→ Description of the task:
As the answer, set down the lines below from the one containing "like (32, 56)." through the one containing "Query: concrete pillar", exactly and inclusively, and no others.

Records from a data collection:
((

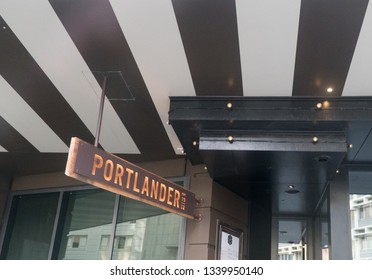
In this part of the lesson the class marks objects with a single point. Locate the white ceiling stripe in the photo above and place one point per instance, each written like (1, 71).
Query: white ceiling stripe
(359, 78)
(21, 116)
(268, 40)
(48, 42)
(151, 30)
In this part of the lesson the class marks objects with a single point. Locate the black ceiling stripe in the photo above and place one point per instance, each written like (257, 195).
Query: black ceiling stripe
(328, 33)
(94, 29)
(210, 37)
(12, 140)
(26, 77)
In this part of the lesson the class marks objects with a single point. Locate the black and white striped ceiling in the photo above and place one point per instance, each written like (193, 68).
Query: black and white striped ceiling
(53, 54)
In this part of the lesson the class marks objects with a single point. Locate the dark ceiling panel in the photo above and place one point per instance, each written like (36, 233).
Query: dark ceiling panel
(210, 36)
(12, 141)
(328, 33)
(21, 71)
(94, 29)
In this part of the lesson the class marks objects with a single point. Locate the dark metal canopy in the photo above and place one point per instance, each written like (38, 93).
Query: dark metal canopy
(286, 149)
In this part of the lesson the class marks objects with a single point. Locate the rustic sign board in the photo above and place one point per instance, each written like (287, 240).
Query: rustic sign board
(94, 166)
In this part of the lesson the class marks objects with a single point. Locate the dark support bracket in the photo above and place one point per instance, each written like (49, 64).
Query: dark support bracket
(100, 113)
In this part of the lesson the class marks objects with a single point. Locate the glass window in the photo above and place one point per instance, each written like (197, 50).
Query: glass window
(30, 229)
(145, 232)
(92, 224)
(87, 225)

))
((

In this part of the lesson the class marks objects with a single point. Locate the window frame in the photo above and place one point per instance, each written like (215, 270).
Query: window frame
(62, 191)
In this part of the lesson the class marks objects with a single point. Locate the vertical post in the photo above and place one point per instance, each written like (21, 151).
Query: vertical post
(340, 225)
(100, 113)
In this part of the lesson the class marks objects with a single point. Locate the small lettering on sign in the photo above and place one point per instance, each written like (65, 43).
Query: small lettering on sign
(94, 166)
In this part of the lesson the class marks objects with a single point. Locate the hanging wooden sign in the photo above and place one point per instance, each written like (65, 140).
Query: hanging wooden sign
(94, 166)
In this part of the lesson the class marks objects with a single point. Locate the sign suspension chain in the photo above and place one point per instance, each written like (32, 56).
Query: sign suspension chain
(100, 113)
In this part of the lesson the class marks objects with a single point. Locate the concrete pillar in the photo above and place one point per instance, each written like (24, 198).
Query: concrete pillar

))

→ Answer to this exercise:
In this part of the lesson the class marks objects with a single point. Locate the sign suspension chain in the photo above and place one point per instance, each written like (32, 56).
Query: sign suspension chain
(100, 113)
In this part of the lesson the class marks objects with a single point. Locate the concrete pillar in the photo above and place one point per instance, each written like (24, 198).
Query: concrete pillar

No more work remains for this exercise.